- Exercise instructions
(1) Please retype the passage about Josh Kaufman's talk from "So, the video" to "of that slump.".
(2) In the passage about Josh Kaufman's talk, how many focused hours did the writer dedicate to fulfilling the Rubik's cube dream?
(3) Write what comes next in the passage about Josh Kaufman's talk and learning the Rubik's cube, continuing from its last sentence.

- Text excerpt
►
The other day, as is often the case with YouTube’s algorithm, I found myself feeling incredibly bored, mindlessly watching one meaningless video after another.

Then, out of the blue, YouTube decided to push a video from my “watch later” list onto my screen.

I kid you not, but everything that can succeed me in life has been locked in my “watch later” playlist.

So, the video was a Ted Talk by Josh Kaufman. A little intro to the man of the article, Kaufman is a successful entrepreneur and the bestselling author of the renowned self-help book The Personal MBA and knows the art of great storytelling.

I have to practice for an upcoming national-level exam and the preparatory time is less than 62 days. And as you guessed, procrastination had become my unwelcome companion. And Josh’s video got me out of that slump.

Inspired by Kaufman’s talk, a dormant desire to solve the Rubik’s cube blazed to life.

By dedicating 20 focused hours, as he suggested, I managed to fulfill this long-standing bucket list dream.
◄
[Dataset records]
►
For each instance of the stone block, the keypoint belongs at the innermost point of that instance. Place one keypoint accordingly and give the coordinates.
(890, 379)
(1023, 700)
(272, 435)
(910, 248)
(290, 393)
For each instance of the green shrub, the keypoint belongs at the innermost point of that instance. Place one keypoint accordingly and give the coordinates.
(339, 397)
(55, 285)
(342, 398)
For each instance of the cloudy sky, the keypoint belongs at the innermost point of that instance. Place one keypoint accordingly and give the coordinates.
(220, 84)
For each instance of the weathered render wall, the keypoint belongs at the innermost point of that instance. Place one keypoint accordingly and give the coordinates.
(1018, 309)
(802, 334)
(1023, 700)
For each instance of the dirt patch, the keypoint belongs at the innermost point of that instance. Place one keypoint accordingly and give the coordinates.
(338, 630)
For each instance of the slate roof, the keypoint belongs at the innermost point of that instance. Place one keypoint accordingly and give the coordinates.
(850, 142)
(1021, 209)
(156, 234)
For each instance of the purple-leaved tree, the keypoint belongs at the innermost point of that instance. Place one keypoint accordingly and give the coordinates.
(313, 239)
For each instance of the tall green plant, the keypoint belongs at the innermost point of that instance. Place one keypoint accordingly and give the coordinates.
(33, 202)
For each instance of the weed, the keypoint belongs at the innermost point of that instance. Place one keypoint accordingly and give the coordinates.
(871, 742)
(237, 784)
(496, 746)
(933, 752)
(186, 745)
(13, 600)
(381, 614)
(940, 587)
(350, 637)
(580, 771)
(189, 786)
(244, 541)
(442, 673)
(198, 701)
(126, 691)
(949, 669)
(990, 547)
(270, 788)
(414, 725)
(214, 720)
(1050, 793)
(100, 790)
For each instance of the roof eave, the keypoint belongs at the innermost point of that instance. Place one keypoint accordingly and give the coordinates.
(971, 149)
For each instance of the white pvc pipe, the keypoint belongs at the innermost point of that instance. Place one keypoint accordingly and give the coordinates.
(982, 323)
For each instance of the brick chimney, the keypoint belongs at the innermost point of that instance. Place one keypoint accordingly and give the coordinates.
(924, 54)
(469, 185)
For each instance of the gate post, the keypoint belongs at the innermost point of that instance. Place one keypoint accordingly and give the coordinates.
◄
- Answers to the exercises
(1)
So, the video was a Ted Talk by Josh Kaufman. A little intro to the man of the article, Kaufman is a successful entrepreneur and the bestselling author of the renowned self-help book The Personal MBA and knows the art of great storytelling.

I have to practice for an upcoming national-level exam and the preparatory time is less than 62 days. And as you guessed, procrastination had become my unwelcome companion. And Josh’s video got me out of that slump.

(2) 20 focused hours.

(3)
Deconstructing the skill:

The first and foremost rule that he tells is to decide exactly what you want to be able to do when you’re done. The more you break the skill apart the more you’re able to decide which parts would help you achieve the skill quicker.

In my case, I knew I wanted that always jumbled cube on the shelf to be solved. The hardest part, I knew, wouldn’t be memorizing algorithms. It would be staring down that colorful mess and not giving up.

So when I deconstructed the skill of solving the cube, I had to readjust my mindset and attention span, so that I could sit patiently and wait for my hands to solve the cube until it was as good as new.

Learning by doing, not watching:

I eventually broke the cube and fixed it.

That’s where Kaufman says “Get 3–5 resources about what you’re trying to learn, but don’t use that as a way to procrastinate on practice, learn just enough that you can practice and self-correct.

Learning becomes a way of getting better at noticing when you’re making a mistake and then doing something different.”

I hopped on YouTube and learned the algorithms to solve it, only to forget them mid-solve.

Cue the frustration spiral! But then it hit me: there’s no shortcut to mastering the process.

So I practiced the Sune and Niklas algorithms till I got the hang of it and eventually applied them correctly until the cube started clicking into place.

Removing practice barriers:

Kill the distractions and build a little bit of your willpower so that you can practice.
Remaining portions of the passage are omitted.